- _Assignment_
Give the records again in full, exactly as they appear.

#### Data supplied ####

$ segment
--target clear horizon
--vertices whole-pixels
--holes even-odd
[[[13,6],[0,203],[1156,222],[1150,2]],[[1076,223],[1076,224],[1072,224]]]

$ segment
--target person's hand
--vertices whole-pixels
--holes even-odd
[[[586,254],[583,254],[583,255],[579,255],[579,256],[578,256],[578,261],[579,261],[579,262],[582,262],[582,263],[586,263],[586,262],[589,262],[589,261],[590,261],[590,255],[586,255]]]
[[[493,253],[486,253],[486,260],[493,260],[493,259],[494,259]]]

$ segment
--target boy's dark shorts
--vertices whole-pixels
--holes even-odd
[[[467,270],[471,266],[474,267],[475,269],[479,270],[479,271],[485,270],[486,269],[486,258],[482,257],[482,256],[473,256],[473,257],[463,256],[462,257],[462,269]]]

####

- _Answer to the exercise_
$ segment
--target clear horizon
--vertices whole-pixels
--holes even-odd
[[[13,6],[0,203],[1156,222],[1150,2]],[[1076,223],[1076,224],[1072,224]]]

$ segment
--target person's hand
--vertices whole-pixels
--holes even-odd
[[[586,254],[583,254],[583,255],[579,255],[579,256],[578,256],[578,261],[579,261],[579,262],[582,262],[582,263],[586,263],[586,262],[589,262],[589,261],[590,261],[590,255],[586,255]]]
[[[493,253],[486,253],[486,260],[493,260],[493,259],[494,259]]]

$ segment
--target boy's dark shorts
--vertices whole-pixels
--holes even-odd
[[[467,270],[471,266],[474,267],[475,269],[479,270],[479,271],[485,270],[486,269],[486,258],[482,257],[482,256],[473,256],[473,257],[463,256],[462,257],[462,269]]]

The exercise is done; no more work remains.